抽出テキスト:
- - - - -
聖書箇所 ルカの福音書22章24-34節
 24 また、彼らの間には、この中でだれが一番偉いだろうかという論議も起こった。25 すると、イエスは彼らに言われた。「異邦人の王たちは人々を支配し、また人々の上に権威を持つ者は守護者と呼ばれています。26 だが、あなたがたは、それではいけません。あなたがたの間で一番偉い人は一番年の若い者のようになりなさい。また、治める人は仕える人のようでありなさい。27 食卓に着く人と給仕する者と、どちらが偉いでしょう。むろん、食卓に着く人でしょう。しかしわたしは、あなたがたのうちにあって給仕する者のようにしています。28 けれども、あなたがたこそ、わたしのさまざまの試練の時にも、わたしについて来てくれた人たちです。29 わたしの父がわたしに王権を与えてくださったように、わたしもあなたがたに王権を与えます。30 それであなたがたは、わたしの国でわたしの食卓に着いて食事をし、王座に着いて、イスラエルの十二の部族をさばくのです。
- - - - -
作業 A:
以下のエントリから、文字列「metal」を含む行をすべて抽出せよ。

データセット抜粋:
- - - - -
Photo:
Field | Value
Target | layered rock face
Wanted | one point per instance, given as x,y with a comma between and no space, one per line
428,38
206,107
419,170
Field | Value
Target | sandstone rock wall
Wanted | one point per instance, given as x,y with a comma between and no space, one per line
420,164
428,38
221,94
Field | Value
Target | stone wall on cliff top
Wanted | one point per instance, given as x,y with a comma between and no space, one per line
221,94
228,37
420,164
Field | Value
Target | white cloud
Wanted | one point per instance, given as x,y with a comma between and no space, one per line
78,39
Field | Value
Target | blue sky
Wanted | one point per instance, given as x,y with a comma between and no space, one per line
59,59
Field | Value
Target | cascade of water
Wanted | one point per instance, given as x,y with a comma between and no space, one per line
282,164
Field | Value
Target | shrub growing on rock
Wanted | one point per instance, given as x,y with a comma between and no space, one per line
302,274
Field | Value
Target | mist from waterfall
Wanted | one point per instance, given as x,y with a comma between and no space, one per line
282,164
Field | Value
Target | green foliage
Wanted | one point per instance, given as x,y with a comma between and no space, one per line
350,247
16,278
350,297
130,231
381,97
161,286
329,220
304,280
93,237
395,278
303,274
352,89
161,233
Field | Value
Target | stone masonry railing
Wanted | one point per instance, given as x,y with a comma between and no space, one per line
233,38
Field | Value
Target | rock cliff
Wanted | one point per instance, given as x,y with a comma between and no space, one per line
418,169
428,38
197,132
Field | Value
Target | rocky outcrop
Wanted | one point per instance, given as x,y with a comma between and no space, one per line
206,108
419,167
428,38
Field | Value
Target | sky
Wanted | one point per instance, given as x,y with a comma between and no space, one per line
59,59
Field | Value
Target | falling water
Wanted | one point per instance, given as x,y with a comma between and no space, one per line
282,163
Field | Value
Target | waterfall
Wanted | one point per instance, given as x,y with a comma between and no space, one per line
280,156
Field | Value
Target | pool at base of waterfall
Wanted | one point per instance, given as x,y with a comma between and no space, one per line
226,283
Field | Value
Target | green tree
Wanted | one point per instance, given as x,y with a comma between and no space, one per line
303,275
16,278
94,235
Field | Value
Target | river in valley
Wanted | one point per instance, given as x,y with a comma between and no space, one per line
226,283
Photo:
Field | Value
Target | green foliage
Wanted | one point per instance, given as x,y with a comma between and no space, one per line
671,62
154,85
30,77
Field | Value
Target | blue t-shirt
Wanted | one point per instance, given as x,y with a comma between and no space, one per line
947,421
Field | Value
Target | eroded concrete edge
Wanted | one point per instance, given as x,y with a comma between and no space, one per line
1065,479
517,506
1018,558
- - - - -
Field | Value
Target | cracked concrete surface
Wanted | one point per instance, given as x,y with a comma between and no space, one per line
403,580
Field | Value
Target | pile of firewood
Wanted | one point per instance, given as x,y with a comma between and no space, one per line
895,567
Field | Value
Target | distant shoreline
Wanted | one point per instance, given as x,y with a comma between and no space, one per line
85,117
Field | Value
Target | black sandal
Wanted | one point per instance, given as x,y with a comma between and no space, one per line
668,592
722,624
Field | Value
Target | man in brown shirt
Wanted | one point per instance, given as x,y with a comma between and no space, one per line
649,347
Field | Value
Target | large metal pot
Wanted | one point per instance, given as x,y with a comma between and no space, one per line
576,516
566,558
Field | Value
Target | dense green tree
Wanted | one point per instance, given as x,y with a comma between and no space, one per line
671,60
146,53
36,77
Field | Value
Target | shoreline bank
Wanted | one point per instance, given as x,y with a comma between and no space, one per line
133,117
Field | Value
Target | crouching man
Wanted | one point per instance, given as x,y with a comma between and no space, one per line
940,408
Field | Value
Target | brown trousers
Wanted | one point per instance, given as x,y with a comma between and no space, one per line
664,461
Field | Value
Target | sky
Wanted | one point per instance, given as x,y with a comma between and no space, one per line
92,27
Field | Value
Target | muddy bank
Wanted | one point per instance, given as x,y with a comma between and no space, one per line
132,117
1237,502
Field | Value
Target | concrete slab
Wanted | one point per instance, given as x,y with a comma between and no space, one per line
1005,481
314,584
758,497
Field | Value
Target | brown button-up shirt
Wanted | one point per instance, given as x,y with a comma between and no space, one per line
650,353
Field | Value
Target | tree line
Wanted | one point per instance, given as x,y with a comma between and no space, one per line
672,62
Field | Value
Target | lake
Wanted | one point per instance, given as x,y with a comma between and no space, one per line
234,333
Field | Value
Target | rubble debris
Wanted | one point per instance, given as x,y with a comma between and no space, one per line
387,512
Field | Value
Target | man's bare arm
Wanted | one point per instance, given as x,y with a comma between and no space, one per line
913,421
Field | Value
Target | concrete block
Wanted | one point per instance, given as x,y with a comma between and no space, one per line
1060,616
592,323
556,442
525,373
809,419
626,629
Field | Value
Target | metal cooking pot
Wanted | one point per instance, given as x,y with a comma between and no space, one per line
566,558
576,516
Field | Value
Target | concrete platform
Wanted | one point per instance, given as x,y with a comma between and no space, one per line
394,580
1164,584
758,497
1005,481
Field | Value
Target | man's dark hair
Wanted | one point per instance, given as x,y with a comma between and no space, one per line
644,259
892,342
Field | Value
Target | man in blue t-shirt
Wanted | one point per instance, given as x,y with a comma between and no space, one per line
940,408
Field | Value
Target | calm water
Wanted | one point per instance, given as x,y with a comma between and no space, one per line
- - - - -
作業 B:
抽出テキストでは、王座に着いた者たちがさばく対象は何とされているか。

出力全体 A:
Target | large metal pot
Target | metal cooking pot

出力全体 B:
イスラエルの十二の部族。